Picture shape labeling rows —
+++
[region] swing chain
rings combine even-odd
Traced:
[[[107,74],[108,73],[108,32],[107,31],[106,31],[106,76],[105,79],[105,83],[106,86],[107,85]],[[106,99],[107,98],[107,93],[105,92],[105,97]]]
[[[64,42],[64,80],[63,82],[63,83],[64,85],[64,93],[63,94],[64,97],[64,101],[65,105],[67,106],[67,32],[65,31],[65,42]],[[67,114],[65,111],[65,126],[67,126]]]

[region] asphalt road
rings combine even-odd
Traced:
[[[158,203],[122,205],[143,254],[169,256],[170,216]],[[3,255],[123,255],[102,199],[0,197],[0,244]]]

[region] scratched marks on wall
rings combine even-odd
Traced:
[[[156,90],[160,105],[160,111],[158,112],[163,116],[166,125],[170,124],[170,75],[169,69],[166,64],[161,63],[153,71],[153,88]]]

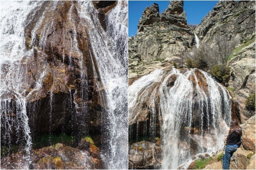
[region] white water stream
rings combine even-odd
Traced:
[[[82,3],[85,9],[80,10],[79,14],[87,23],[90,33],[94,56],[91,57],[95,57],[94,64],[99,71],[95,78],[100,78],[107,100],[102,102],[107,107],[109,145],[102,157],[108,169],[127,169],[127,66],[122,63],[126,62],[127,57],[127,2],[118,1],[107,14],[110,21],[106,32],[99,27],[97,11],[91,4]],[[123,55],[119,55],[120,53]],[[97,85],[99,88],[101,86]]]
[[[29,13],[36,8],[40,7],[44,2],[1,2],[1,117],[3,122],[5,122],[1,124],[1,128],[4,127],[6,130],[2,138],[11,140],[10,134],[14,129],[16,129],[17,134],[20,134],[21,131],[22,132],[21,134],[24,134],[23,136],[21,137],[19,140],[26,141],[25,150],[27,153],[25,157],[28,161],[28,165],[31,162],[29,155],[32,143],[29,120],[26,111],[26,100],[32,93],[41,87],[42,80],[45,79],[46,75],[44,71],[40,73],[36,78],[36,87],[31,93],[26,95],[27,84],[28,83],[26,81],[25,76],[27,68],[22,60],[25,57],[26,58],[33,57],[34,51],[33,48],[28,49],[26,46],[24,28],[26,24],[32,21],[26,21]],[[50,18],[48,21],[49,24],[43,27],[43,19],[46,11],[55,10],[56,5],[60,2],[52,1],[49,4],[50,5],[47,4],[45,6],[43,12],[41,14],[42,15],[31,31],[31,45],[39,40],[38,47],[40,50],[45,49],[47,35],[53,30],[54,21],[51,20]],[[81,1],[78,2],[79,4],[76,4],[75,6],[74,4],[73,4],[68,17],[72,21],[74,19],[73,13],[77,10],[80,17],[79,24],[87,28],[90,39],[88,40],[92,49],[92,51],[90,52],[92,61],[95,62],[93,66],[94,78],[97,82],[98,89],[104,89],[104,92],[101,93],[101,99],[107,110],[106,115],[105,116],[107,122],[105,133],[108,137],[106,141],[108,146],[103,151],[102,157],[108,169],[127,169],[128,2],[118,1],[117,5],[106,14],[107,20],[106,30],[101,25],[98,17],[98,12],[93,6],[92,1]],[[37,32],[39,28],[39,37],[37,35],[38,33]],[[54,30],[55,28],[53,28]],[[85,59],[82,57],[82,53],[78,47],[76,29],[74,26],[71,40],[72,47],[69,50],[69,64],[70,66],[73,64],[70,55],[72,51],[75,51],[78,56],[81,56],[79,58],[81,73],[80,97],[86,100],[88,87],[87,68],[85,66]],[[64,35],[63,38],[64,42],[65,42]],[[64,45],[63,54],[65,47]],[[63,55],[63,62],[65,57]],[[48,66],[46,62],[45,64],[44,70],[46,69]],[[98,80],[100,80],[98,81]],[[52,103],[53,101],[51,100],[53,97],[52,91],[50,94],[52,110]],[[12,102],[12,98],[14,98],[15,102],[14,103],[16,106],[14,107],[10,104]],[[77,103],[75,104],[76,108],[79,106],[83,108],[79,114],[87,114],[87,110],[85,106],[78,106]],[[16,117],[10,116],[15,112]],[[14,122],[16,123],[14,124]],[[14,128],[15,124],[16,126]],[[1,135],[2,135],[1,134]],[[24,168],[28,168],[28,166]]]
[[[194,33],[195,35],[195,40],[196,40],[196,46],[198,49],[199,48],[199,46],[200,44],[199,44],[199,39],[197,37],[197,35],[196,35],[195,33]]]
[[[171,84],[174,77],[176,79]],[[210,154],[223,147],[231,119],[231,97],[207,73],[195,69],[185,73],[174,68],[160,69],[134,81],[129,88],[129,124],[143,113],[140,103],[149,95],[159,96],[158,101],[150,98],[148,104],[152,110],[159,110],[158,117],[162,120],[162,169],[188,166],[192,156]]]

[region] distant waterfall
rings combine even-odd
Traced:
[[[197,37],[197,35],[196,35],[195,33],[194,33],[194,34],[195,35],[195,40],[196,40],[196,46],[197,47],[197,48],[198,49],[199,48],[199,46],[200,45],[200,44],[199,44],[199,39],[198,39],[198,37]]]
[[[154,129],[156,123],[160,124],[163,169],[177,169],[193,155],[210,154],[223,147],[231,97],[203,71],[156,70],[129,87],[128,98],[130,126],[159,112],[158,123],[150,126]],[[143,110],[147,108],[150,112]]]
+++
Written problem — Reproduce every row above verbatim, omitting the pictures from your output.

Task output —
[region] swing chain
rings combine even-odd
Traced:
[[[107,74],[108,73],[108,32],[107,31],[106,31],[106,76],[105,79],[105,83],[106,86],[107,85]],[[106,99],[107,98],[107,93],[105,92],[105,97]]]
[[[64,42],[64,80],[63,82],[63,83],[64,85],[64,93],[63,94],[64,97],[64,101],[65,105],[67,106],[67,32],[65,31],[65,42]],[[67,114],[65,111],[65,126],[67,126]]]

[region] asphalt road
rings combine even-odd
Traced:
[[[158,203],[122,205],[143,254],[169,256],[170,216]],[[3,255],[123,255],[102,199],[0,197],[0,244]]]

[region] scratched marks on wall
rings combine even-odd
Traced:
[[[156,90],[160,105],[160,111],[158,112],[163,116],[166,125],[170,124],[170,75],[169,69],[166,64],[161,63],[153,71],[153,88]]]

[region] white water stream
rings combine even-odd
Traced:
[[[82,3],[85,9],[80,10],[79,14],[87,23],[90,33],[94,56],[91,57],[95,57],[94,64],[99,71],[95,78],[100,78],[107,100],[102,102],[107,107],[109,145],[102,157],[108,169],[127,169],[127,66],[122,63],[126,62],[127,57],[127,2],[118,1],[107,14],[110,21],[106,32],[99,27],[97,11],[91,4]],[[123,55],[119,55],[120,53]],[[97,85],[99,88],[101,86]]]
[[[29,13],[36,8],[40,7],[44,2],[1,2],[1,117],[3,122],[5,122],[1,124],[1,128],[4,127],[6,130],[2,138],[11,140],[10,134],[14,129],[16,129],[17,134],[20,134],[21,131],[22,132],[21,134],[24,134],[23,136],[21,137],[19,140],[26,141],[25,150],[27,153],[25,157],[28,161],[28,165],[31,162],[29,155],[32,143],[29,120],[26,111],[26,100],[32,93],[41,87],[42,80],[45,79],[46,75],[44,71],[40,73],[36,78],[36,87],[31,93],[26,95],[27,84],[28,83],[26,81],[25,76],[27,68],[22,60],[25,57],[26,58],[33,57],[34,51],[33,48],[28,49],[26,46],[24,28],[26,24],[32,21],[26,21]],[[50,18],[48,21],[49,24],[43,27],[43,19],[46,11],[55,10],[56,5],[60,2],[52,1],[49,4],[50,5],[47,4],[45,6],[43,12],[41,14],[42,15],[31,31],[31,45],[39,40],[38,47],[40,50],[45,49],[47,35],[53,30],[54,21],[51,20]],[[81,1],[78,2],[79,4],[76,4],[75,6],[74,4],[73,4],[68,17],[72,21],[74,19],[73,13],[77,10],[80,17],[79,24],[87,28],[90,39],[88,40],[92,49],[92,51],[90,52],[92,61],[95,62],[93,66],[94,78],[97,82],[98,89],[104,89],[104,92],[101,93],[101,99],[107,110],[106,115],[105,116],[107,122],[105,133],[108,137],[106,141],[108,146],[103,151],[102,157],[108,169],[127,169],[128,2],[118,1],[117,5],[106,14],[107,20],[106,30],[101,25],[98,17],[98,12],[93,6],[92,1]],[[37,32],[39,28],[39,37],[37,35],[38,33]],[[54,30],[55,28],[53,28]],[[85,59],[82,57],[82,53],[78,47],[76,29],[74,26],[71,40],[72,47],[69,50],[69,64],[70,66],[73,64],[70,55],[72,51],[75,51],[78,56],[81,56],[79,58],[81,73],[80,97],[86,100],[88,87],[87,68],[85,66]],[[64,35],[63,38],[64,42],[65,42]],[[64,45],[63,54],[65,47]],[[63,55],[63,62],[65,57]],[[48,66],[46,62],[45,64],[44,70],[46,69]],[[98,80],[100,80],[98,81]],[[52,103],[53,101],[51,100],[53,97],[52,91],[50,94],[52,110]],[[12,102],[12,98],[14,98],[15,102],[14,103],[16,106],[14,107],[10,104]],[[77,103],[75,104],[76,108],[79,106],[83,108],[79,114],[87,114],[87,110],[85,106],[78,106]],[[16,117],[10,116],[15,112]],[[14,122],[16,123],[14,124]],[[14,128],[15,124],[16,126]],[[1,135],[2,135],[1,134]],[[24,168],[28,168],[28,166]]]
[[[194,33],[195,35],[195,40],[196,40],[196,46],[198,49],[199,48],[199,46],[200,44],[199,44],[199,39],[197,37],[197,35],[196,35],[195,33]]]
[[[171,84],[174,77],[176,79]],[[210,154],[223,147],[231,119],[231,97],[207,73],[195,69],[185,73],[174,68],[160,69],[134,81],[129,88],[129,124],[143,113],[140,103],[149,95],[159,96],[158,101],[150,98],[148,104],[152,110],[159,110],[158,117],[162,120],[162,169],[188,166],[192,156]]]

[region] distant waterfall
rings combine even-odd
Traced:
[[[197,37],[197,35],[196,35],[195,33],[194,33],[194,34],[195,35],[195,40],[196,40],[196,46],[197,47],[197,48],[198,49],[199,48],[199,46],[200,45],[200,44],[199,44],[199,39],[198,39],[198,37]]]
[[[154,129],[156,123],[160,124],[163,169],[177,169],[193,155],[210,154],[223,147],[231,97],[203,71],[156,70],[129,87],[128,98],[130,126],[159,112],[158,123],[150,126]],[[143,110],[147,108],[150,112]]]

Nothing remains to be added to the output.